◆ WHAT TO PRODUCE ◆
Retype the records below exactly as they appear.

* * * * * * *

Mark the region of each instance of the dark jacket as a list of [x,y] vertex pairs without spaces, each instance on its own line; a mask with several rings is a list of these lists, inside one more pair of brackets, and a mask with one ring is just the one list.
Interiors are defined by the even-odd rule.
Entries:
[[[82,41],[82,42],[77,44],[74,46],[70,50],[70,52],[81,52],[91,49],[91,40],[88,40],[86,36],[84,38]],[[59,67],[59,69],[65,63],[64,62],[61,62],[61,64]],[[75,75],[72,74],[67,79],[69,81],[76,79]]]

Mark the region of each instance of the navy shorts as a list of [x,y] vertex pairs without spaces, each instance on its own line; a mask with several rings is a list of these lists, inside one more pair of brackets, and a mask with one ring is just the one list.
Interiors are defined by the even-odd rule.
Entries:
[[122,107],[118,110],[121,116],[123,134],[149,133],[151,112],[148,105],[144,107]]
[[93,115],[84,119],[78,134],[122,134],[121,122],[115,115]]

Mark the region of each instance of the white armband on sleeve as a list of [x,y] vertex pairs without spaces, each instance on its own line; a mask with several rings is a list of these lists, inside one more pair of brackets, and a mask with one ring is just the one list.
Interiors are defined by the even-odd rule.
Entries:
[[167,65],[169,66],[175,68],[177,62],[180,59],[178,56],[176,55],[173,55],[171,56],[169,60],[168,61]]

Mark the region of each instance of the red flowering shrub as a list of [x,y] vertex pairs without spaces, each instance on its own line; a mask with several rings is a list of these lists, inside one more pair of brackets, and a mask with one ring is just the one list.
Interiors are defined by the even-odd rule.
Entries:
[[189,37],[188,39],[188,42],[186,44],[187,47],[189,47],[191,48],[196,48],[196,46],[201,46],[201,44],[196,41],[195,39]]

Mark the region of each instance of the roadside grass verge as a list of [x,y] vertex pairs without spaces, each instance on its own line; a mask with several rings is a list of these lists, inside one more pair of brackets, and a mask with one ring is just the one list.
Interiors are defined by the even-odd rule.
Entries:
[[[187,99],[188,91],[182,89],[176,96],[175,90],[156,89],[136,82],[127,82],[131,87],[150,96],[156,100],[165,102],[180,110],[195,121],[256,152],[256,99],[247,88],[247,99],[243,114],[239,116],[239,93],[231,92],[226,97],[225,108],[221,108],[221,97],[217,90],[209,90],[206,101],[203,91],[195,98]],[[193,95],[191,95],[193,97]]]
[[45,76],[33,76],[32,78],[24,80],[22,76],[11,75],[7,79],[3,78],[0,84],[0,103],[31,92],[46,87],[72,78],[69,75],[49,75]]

* * * * * * *

◆ THE ANSWER ◆
Mark the region of each instance of the dark jacket as a list of [x,y] vertex pairs without spaces, each instance on its own line; a mask with several rings is a list of these lists, inside one more pair of brackets, and a mask with one ring is just the one list.
Interiors are defined by the even-odd rule.
Entries:
[[[82,41],[82,42],[77,44],[74,46],[70,50],[70,52],[81,52],[91,49],[91,40],[88,40],[86,36],[84,38]],[[59,67],[59,69],[65,63],[64,62],[61,62],[61,64]],[[75,75],[72,74],[67,79],[69,81],[76,79]]]

Mark the region of each instance of the navy shorts as a list of [x,y] vertex pairs without spaces, each instance on its own line; a mask with several rings is a list of these lists, inside one more pair of brackets, and a mask with one ring is just the one list.
Interiors are defined by the even-odd rule.
Entries:
[[122,107],[118,110],[121,116],[123,134],[149,133],[151,112],[148,105],[144,107]]
[[93,115],[84,119],[78,134],[122,134],[121,122],[115,115]]

Mark the region of each instance of the white armband on sleeve as a list of [x,y] vertex pairs without spaces, each instance on its own line; a mask with several rings is a list of these lists, inside one more pair of brackets, and a mask with one ring is just the one list.
Interiors are defined by the even-odd rule.
Entries:
[[167,65],[169,66],[175,68],[177,62],[180,59],[178,56],[176,55],[173,55],[171,56],[169,60],[168,61]]

Mark the region of each instance of the red flowering shrub as a list of [x,y] vertex pairs without spaces, each instance on its own line; a mask with several rings is a list of these lists, inside one more pair of brackets, and a mask with one ring is just the one list.
Interiors are defined by the even-odd rule.
Entries:
[[189,37],[188,39],[188,42],[186,44],[187,47],[189,47],[191,48],[196,48],[196,46],[201,46],[201,44],[196,41],[195,39]]

Mark the region of each instance of the roadside grass verge as a list of [x,y] vertex pairs without spaces, each instance on its own line; a mask with several rings is a list of these lists, inside one more pair of brackets, and a mask with one ring is just the one list.
Interiors are defined by the even-odd rule.
Entries:
[[[187,99],[188,91],[182,89],[176,96],[175,90],[156,89],[136,82],[127,82],[131,87],[150,96],[156,100],[165,102],[180,110],[195,121],[256,152],[256,99],[247,88],[247,99],[243,114],[239,116],[239,93],[231,92],[226,97],[225,108],[221,108],[221,97],[217,90],[209,90],[206,101],[203,91],[195,98]],[[193,95],[191,95],[193,97]]]
[[45,76],[33,76],[32,78],[24,80],[22,76],[11,75],[7,79],[3,78],[0,84],[0,103],[31,92],[46,87],[72,78],[69,75],[49,75]]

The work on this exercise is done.